→ **TASK**:
Copy out the data below verbatim.

→ **RECORDS SUPPLIED**:
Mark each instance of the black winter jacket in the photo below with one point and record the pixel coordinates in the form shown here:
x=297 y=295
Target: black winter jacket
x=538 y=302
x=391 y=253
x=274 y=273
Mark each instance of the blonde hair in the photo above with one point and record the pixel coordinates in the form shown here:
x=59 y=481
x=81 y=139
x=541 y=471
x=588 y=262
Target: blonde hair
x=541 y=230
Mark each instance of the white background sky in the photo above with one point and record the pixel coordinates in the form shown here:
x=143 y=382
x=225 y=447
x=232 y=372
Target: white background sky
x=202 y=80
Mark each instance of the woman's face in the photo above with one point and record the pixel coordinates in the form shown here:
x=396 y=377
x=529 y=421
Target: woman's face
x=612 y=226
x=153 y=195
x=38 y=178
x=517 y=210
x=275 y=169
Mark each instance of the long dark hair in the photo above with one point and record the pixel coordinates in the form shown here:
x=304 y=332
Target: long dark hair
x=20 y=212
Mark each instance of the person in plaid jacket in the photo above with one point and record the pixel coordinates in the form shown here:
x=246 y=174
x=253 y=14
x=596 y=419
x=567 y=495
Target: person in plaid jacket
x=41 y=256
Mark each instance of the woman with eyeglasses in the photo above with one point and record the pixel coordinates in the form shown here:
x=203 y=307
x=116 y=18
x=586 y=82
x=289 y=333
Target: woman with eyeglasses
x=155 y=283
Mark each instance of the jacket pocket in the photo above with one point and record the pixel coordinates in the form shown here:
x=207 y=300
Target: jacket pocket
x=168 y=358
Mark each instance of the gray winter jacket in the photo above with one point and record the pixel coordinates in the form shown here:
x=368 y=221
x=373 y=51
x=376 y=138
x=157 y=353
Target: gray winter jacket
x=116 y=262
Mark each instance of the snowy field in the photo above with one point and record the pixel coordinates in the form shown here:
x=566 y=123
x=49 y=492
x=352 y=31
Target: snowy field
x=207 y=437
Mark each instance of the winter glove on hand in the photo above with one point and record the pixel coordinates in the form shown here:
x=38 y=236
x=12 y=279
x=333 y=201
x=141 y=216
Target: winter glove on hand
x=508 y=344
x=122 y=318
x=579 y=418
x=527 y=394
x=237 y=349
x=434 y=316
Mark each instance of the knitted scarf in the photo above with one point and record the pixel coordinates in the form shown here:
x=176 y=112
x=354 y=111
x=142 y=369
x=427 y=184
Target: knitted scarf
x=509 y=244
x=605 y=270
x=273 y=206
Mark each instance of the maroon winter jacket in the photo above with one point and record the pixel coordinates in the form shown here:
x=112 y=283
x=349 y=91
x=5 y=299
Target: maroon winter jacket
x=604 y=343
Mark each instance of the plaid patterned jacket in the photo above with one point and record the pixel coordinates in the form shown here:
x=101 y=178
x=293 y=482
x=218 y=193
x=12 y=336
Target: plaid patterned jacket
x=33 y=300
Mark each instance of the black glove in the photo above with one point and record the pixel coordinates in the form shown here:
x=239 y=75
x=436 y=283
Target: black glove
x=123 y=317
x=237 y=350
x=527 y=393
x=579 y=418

→ **TASK RESPONSE**:
Mark each instance of the black winter jacket in the photo below with one point and record the pixel coordinates in the form shown here:
x=297 y=295
Target: black winter jacket
x=538 y=302
x=391 y=253
x=274 y=273
Mark each instance of the blonde hair in the photo above with one point and record the pixel coordinates in the form shown here:
x=59 y=481
x=81 y=139
x=541 y=471
x=588 y=262
Target: blonde hair
x=541 y=230
Mark each instance of the white background sky in the photo above with one point and record the pixel coordinates in the form shown here:
x=143 y=382
x=225 y=447
x=232 y=372
Target: white background sky
x=202 y=80
Mark each instance of the woman's face in the photo above with one point and record the pixel coordinates in the form shown here:
x=396 y=377
x=529 y=421
Target: woman's face
x=612 y=226
x=153 y=195
x=38 y=178
x=517 y=210
x=275 y=169
Mark each instance of the long dark hair in the photo above with one point and record the pixel coordinates in the form shown here:
x=304 y=332
Target: long dark hair
x=20 y=212
Mark each instance of the person in plaid jacket in the photo above with one point and record the pixel coordinates in the form shown here:
x=246 y=174
x=253 y=14
x=596 y=419
x=567 y=495
Target: person in plaid jacket
x=41 y=256
Mark each instance of the woman with eyeglasses in the photo above with one point and record the pixel coordinates in the form shown here:
x=203 y=307
x=116 y=18
x=586 y=82
x=289 y=333
Target: woman with eyeglasses
x=155 y=283
Mark each instance of the jacket pocket in the photo above with one point and record the pixel coordinates in the form shown here:
x=207 y=300
Target: jacket pocket
x=168 y=358
Mark each instance of the gray winter jacket in the photo above with one point and record the pixel coordinates in the form shown here:
x=368 y=221
x=373 y=51
x=376 y=138
x=157 y=353
Target: gray winter jacket
x=116 y=262
Mark each instance of the snowy field in the photo above with one point and record the pixel coordinates in the form shown here:
x=566 y=123
x=49 y=492
x=352 y=31
Target: snowy field
x=207 y=437
Mark each instance of the winter glove on hand in the photo above with one point and record the pixel coordinates in the form shown here:
x=38 y=236
x=12 y=279
x=333 y=201
x=141 y=216
Target: winter glove on hand
x=508 y=344
x=122 y=318
x=579 y=418
x=527 y=394
x=237 y=349
x=434 y=316
Mark each instance of the knitted scarf in the photo above with one point and record the pixel coordinates in the form shown here:
x=176 y=112
x=354 y=111
x=142 y=369
x=427 y=184
Target: knitted scarf
x=509 y=244
x=605 y=270
x=273 y=206
Mark each instance of the maroon winter jacket in the photo above with one point and record the pixel coordinates in the form shown here:
x=112 y=283
x=349 y=91
x=5 y=299
Target: maroon winter jacket
x=604 y=343
Mark each instance of the plaid patterned jacket in the photo above with one point and record the pixel coordinates in the form shown here:
x=101 y=178
x=293 y=482
x=218 y=193
x=12 y=336
Target: plaid patterned jacket
x=33 y=300
Mark each instance of the black glove in the photo above with one point and record the pixel coordinates in the form shown here:
x=239 y=75
x=436 y=283
Target: black glove
x=123 y=317
x=237 y=350
x=527 y=393
x=579 y=418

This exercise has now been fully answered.